▶ DOCUMENT TEXT
--- START ---

I will admit to not knowing much about pedaling physiology, but aren't the statements above in contradiction with the 'common knowledge' (which might very well be wrong) that higher cadence = higher heart rate while lower cadence = painful legs? Quick Google search throws a lot of results saying higher cadence = higher hear rate but I haven't seen any data to confirm (I haven't looked for it, don't know if it is out there or not) or deny. I also found this blog post by Hunter Allen:

Since fast-twitch fibers are more powerful than slow-twitch cells, the fast-twitch fibers swing into action at slow cadences, when high muscular forces are needed to move the bicycle along rapidly.


On the other hand, "fast" pedaling rates of 80 to 100 rpm are not too hot for the slow-twitch cells to handle. Slow-twitch cells can contract 80 to 100 times per minute and can easily cope with the forces required to pedal in low gear.

--- END ---

▶ WHAT TO DO
**A)** In the cadence passage, rewrite the part that opens with the words containing "On the other" and closes with "in low gear.", replacing "low gear" with "an easy gear".
**B)** Answer these questions from the cadence passage:
(i) Whose blog post did the writer find?
(ii) What pedaling rates does the cadence passage call "fast"?
(iii) When do fast-twitch fibers swing into action, according to the cadence passage?
**C)** Carry on the cadence passage from its last sentence.
The listing below is drawn from a separate source.

▶ SUPPLIED DATA
--- START ---

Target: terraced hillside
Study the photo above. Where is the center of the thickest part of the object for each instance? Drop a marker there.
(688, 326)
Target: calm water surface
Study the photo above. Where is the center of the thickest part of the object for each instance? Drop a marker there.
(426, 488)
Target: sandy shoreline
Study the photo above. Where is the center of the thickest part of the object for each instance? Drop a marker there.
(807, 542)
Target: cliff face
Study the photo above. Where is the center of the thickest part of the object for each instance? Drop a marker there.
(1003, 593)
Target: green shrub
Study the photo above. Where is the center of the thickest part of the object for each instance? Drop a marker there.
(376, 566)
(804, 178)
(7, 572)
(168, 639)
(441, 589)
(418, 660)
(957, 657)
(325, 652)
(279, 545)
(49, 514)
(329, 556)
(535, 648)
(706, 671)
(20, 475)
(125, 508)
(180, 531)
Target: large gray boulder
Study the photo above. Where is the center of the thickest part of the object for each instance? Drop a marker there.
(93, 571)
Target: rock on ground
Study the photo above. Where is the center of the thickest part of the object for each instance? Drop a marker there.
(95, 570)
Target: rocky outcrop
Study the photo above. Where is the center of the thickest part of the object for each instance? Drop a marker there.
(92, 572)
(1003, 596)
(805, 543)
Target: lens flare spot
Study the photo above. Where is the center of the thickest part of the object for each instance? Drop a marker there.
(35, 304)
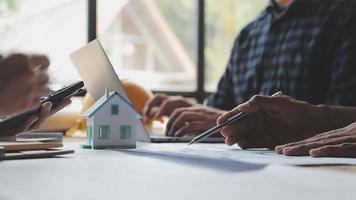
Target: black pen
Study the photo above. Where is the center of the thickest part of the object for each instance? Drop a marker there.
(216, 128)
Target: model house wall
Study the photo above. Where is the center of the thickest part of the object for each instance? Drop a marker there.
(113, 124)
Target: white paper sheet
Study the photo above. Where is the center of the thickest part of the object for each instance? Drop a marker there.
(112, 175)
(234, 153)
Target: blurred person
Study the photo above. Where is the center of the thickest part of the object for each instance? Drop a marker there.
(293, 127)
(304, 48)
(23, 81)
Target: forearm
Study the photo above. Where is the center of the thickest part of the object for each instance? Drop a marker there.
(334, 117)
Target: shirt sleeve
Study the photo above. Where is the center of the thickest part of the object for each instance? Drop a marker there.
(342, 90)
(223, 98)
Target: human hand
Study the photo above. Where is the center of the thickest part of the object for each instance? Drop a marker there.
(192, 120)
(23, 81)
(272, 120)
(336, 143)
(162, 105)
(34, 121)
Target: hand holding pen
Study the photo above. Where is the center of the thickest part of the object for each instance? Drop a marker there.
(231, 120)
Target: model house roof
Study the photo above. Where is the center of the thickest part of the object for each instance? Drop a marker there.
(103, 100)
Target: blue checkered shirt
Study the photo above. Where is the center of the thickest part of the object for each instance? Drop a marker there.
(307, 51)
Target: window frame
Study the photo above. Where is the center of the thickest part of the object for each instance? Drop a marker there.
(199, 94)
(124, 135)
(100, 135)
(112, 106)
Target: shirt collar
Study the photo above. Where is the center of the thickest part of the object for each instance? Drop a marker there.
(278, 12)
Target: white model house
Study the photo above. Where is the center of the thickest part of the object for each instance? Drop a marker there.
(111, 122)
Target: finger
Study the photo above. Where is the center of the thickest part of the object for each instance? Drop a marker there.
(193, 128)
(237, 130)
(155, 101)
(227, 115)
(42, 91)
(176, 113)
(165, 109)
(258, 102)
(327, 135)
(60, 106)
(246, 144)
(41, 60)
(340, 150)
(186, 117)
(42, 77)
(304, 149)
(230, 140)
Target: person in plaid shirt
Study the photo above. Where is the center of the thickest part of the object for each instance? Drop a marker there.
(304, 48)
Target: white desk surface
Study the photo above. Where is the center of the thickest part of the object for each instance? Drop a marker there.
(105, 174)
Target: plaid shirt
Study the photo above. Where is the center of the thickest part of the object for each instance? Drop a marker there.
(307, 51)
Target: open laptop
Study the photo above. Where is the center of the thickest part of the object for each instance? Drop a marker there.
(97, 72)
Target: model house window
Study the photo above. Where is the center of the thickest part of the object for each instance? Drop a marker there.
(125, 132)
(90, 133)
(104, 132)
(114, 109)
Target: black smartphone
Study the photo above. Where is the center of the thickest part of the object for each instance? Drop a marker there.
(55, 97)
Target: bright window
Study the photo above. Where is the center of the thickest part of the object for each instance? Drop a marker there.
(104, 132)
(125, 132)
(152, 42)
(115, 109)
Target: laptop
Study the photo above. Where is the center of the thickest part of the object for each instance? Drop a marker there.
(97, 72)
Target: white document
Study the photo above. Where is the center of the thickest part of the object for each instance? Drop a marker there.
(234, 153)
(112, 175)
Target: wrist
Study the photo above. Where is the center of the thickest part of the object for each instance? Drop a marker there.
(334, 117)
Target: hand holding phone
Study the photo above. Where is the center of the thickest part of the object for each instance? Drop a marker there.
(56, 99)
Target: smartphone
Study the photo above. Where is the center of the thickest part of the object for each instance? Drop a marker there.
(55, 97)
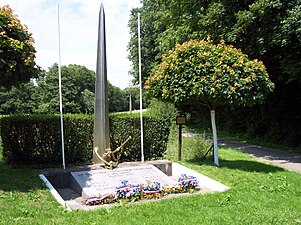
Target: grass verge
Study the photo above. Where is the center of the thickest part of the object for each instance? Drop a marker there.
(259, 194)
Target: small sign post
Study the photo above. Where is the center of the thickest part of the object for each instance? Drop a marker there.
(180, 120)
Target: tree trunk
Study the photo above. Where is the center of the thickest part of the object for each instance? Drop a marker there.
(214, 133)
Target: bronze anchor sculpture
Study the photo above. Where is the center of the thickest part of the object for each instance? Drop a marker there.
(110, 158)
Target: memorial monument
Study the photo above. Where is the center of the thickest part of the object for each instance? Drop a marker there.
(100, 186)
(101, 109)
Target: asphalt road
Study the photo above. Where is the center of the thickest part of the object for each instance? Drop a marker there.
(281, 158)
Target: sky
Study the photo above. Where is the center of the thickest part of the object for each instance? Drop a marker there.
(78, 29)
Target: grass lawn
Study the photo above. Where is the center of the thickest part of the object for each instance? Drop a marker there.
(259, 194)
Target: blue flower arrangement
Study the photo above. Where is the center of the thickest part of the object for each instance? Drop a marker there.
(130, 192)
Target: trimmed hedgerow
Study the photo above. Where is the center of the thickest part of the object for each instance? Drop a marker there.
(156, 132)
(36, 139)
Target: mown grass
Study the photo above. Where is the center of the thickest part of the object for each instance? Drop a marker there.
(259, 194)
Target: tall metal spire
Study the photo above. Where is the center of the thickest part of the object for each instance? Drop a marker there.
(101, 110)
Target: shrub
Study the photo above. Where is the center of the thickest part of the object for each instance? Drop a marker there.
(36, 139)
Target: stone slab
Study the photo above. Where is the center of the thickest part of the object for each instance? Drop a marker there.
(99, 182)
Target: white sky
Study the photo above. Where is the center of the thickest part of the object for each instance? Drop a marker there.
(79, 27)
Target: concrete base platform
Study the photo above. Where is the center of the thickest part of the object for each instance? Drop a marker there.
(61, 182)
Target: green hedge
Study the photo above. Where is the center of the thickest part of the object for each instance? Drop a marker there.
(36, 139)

--- END ---
--- START ---

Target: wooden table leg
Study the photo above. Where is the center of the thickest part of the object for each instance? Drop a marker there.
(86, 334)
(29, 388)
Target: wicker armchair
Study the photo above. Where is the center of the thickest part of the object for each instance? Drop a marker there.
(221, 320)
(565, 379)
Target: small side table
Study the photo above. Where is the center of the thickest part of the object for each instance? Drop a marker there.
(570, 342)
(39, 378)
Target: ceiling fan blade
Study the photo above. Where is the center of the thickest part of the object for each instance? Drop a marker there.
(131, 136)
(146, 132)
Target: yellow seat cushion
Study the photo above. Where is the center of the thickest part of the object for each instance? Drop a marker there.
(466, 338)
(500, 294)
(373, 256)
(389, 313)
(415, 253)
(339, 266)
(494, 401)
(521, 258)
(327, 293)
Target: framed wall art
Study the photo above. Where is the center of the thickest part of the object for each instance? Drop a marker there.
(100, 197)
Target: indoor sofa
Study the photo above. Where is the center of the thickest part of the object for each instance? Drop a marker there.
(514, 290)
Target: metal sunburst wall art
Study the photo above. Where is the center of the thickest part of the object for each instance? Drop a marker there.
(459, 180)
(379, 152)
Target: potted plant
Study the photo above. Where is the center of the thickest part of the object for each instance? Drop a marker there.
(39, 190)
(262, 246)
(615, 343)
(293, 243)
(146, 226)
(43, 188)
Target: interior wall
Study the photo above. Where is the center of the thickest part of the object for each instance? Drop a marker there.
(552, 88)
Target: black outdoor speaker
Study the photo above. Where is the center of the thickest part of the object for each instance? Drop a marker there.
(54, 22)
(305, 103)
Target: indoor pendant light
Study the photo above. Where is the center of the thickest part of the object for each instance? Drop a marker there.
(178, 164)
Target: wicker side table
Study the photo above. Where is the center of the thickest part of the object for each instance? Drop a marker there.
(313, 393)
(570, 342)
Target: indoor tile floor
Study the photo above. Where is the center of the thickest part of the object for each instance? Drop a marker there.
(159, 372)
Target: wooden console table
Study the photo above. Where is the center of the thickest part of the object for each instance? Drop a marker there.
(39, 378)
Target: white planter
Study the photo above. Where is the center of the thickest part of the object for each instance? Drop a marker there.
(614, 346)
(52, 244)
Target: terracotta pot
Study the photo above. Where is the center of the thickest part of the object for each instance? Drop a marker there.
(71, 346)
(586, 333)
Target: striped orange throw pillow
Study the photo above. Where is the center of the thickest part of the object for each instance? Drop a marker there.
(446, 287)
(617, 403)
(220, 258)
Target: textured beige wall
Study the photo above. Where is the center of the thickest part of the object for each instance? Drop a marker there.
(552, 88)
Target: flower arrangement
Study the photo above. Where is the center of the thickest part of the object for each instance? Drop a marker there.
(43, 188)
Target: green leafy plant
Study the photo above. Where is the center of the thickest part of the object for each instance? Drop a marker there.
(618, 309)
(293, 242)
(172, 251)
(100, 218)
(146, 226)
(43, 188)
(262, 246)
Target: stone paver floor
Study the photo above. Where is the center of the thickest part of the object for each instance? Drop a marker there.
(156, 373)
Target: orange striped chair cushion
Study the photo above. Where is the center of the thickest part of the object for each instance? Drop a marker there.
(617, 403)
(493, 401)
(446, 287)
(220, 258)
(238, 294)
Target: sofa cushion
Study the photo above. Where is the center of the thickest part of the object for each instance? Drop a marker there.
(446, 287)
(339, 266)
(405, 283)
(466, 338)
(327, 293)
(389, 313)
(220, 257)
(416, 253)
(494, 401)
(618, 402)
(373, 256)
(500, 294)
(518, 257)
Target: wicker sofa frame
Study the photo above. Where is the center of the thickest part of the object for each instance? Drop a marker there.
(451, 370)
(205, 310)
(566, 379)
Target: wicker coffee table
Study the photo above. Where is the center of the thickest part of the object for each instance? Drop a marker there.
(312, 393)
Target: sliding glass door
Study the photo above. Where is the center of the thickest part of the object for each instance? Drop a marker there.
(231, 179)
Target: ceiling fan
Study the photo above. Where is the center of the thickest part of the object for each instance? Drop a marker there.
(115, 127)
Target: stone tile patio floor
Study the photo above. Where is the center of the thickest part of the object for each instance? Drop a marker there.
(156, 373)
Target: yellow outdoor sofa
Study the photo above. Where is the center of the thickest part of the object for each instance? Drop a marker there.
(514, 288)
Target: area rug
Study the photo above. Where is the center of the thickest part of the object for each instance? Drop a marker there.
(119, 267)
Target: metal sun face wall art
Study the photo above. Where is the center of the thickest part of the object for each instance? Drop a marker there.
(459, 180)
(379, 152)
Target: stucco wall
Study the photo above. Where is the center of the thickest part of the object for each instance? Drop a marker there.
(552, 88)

--- END ---

▶ TASK-BY-TASK RESULTS
**A)**
On the other hand, "fast" pedaling rates of 80 to 100 rpm are not too hot for the slow-twitch cells to handle. Slow-twitch cells can contract 80 to 100 times per minute and can easily cope with the forces required to pedal in an easy gear.

**B)**
(i) Hunter Allen's.
(ii) 80 to 100 rpm.
(iii) At slow cadences, when high muscular forces are needed to move the bicycle along rapidly.

**C)**
That seems to disagree with your view regarding slow twitch/fast twitch use.

I would certainly love to see some data on this, it is an interesting topic. I hope I didn't come off as negative, that certainly is not the intention, I just want to learn some more and your contribution is definitely appreciated.

As for me, I switched from 172.5mm to 175mm arms by accident (didn't pay attention) and I haven't noticed any difference, really. My cadence is still up there in the 100s usually and my power numbers are similar. However, I do have some issues with my legs touching my torso when I get low (I am not particularly tall) so I was considering maybe trying shorter arms, but I am still not sure I want to bother with.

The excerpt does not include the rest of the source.